From the entries below, keep only the lines that contain the word "pool", copying each one in full. Matching is case-sensitive.

----- Dataset content

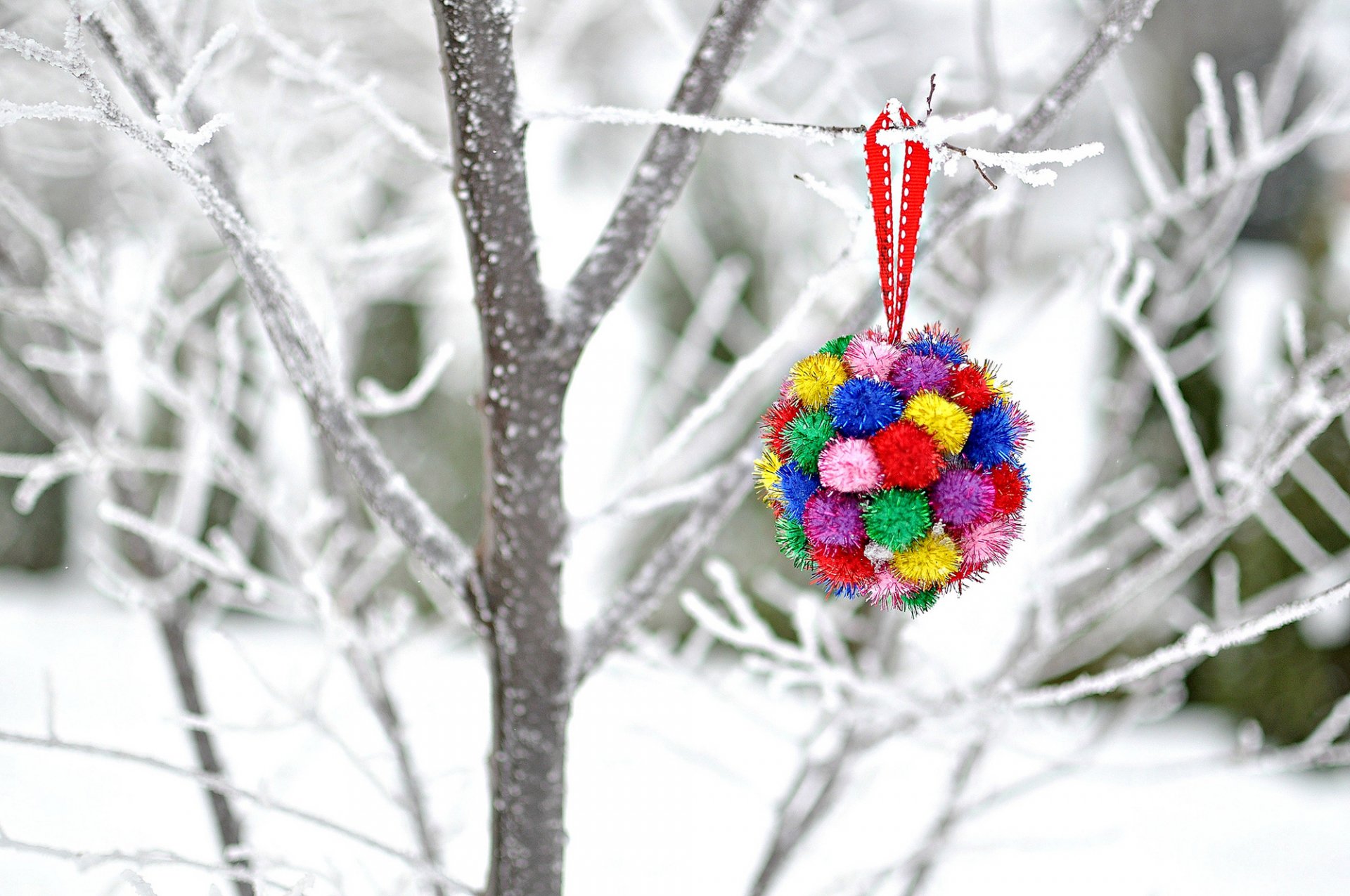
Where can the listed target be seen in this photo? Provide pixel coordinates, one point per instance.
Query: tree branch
(1118, 26)
(704, 519)
(290, 328)
(659, 177)
(524, 526)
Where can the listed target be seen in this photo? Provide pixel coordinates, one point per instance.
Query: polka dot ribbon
(895, 257)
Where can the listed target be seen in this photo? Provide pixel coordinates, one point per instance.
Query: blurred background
(119, 306)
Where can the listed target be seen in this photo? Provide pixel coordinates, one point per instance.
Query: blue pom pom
(864, 406)
(797, 488)
(939, 343)
(996, 438)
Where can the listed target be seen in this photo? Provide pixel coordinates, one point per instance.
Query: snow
(673, 777)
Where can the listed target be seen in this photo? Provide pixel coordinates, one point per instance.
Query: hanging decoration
(893, 462)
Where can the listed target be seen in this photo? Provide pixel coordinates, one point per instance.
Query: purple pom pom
(920, 372)
(963, 497)
(833, 519)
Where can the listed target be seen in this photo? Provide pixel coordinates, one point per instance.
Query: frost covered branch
(292, 330)
(1194, 645)
(658, 178)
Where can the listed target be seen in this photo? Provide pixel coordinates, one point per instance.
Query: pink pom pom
(989, 541)
(889, 589)
(868, 355)
(963, 497)
(849, 465)
(833, 520)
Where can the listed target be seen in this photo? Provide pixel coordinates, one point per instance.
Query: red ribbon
(895, 266)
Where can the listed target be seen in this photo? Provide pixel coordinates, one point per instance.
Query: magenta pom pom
(835, 520)
(920, 372)
(849, 465)
(871, 355)
(963, 497)
(989, 541)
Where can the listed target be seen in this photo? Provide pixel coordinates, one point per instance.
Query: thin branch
(667, 566)
(1199, 642)
(925, 857)
(697, 531)
(371, 675)
(234, 790)
(1118, 26)
(290, 328)
(658, 178)
(816, 784)
(173, 632)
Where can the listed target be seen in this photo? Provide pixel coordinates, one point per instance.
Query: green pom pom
(836, 346)
(896, 519)
(921, 602)
(792, 541)
(806, 436)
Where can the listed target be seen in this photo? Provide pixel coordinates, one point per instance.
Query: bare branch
(658, 178)
(1118, 26)
(1199, 642)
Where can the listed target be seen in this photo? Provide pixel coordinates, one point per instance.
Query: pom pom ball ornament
(893, 463)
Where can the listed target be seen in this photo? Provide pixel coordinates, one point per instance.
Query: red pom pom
(1009, 489)
(776, 422)
(842, 567)
(911, 457)
(970, 389)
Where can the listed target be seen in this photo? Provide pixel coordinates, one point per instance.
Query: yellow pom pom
(767, 478)
(946, 422)
(929, 561)
(816, 378)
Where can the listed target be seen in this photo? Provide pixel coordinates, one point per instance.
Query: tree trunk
(524, 525)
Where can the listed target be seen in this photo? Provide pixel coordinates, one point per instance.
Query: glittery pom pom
(920, 372)
(943, 420)
(962, 497)
(849, 465)
(871, 356)
(861, 406)
(842, 570)
(816, 378)
(909, 456)
(833, 519)
(894, 472)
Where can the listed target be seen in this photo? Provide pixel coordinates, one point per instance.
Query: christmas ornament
(893, 463)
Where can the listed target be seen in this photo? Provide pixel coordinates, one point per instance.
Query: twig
(658, 178)
(234, 790)
(1118, 26)
(371, 675)
(173, 632)
(925, 857)
(1199, 642)
(818, 780)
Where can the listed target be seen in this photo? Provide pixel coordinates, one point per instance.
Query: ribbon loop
(895, 257)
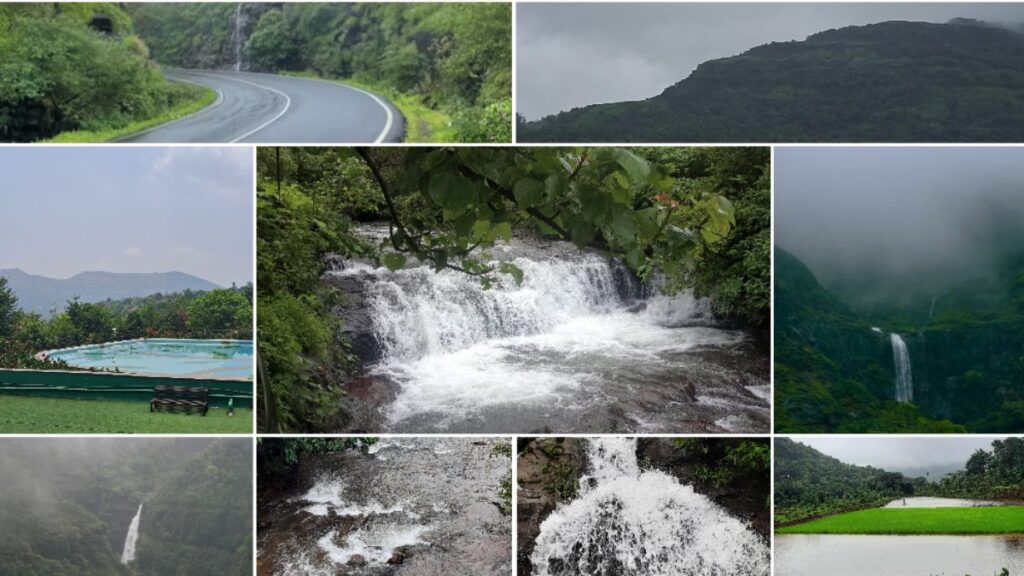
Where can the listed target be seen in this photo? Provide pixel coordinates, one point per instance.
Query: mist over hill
(41, 294)
(893, 81)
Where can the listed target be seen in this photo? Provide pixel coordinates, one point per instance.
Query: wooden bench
(184, 399)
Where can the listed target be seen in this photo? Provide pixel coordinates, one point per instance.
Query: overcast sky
(68, 210)
(908, 215)
(572, 54)
(899, 454)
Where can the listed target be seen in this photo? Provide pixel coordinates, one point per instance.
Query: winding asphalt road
(269, 109)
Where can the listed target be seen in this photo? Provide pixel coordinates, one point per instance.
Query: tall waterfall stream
(629, 522)
(581, 345)
(128, 553)
(901, 362)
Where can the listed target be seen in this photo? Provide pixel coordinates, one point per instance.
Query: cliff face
(835, 372)
(895, 81)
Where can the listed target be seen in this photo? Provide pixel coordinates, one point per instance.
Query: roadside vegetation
(448, 67)
(77, 72)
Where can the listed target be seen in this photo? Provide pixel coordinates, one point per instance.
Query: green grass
(51, 415)
(993, 520)
(204, 97)
(423, 124)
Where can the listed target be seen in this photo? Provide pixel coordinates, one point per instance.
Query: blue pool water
(165, 357)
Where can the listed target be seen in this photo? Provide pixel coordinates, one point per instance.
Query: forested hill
(895, 81)
(41, 294)
(66, 506)
(833, 372)
(809, 484)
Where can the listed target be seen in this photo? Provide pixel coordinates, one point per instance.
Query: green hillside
(895, 81)
(833, 372)
(809, 484)
(78, 71)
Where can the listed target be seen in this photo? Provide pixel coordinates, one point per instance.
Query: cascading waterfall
(419, 313)
(237, 39)
(128, 554)
(901, 361)
(632, 523)
(580, 342)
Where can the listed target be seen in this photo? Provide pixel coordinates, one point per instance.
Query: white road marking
(217, 101)
(288, 104)
(387, 110)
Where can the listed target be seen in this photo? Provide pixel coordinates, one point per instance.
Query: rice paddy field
(50, 415)
(991, 520)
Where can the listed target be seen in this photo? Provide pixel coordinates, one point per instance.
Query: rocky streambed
(408, 507)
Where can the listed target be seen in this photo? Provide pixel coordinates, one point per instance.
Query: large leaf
(528, 193)
(453, 193)
(637, 167)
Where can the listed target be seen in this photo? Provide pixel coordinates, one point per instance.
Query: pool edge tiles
(207, 367)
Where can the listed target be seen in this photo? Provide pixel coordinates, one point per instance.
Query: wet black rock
(547, 467)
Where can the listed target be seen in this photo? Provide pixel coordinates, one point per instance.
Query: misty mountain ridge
(835, 373)
(42, 294)
(893, 81)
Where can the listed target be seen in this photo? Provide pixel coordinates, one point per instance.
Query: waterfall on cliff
(631, 523)
(128, 554)
(237, 40)
(901, 361)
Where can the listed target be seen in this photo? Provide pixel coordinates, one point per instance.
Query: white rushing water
(128, 553)
(237, 39)
(632, 523)
(901, 361)
(580, 340)
(425, 503)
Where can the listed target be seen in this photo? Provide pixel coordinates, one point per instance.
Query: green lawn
(50, 415)
(994, 520)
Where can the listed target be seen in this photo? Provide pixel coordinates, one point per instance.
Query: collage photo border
(770, 435)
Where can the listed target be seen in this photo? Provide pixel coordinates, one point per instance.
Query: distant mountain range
(41, 294)
(896, 81)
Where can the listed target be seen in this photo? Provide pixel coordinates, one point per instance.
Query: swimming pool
(166, 357)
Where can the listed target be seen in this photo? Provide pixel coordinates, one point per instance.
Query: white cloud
(182, 251)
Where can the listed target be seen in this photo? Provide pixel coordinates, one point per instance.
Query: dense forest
(895, 81)
(80, 68)
(67, 505)
(223, 313)
(835, 373)
(446, 67)
(695, 218)
(809, 484)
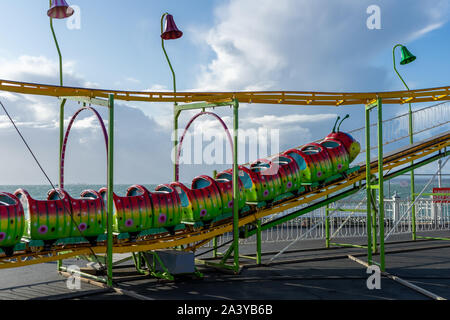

----------

§ Complete answer
Query: blue pool water
Query: pool edge tiles
Query: swimming pool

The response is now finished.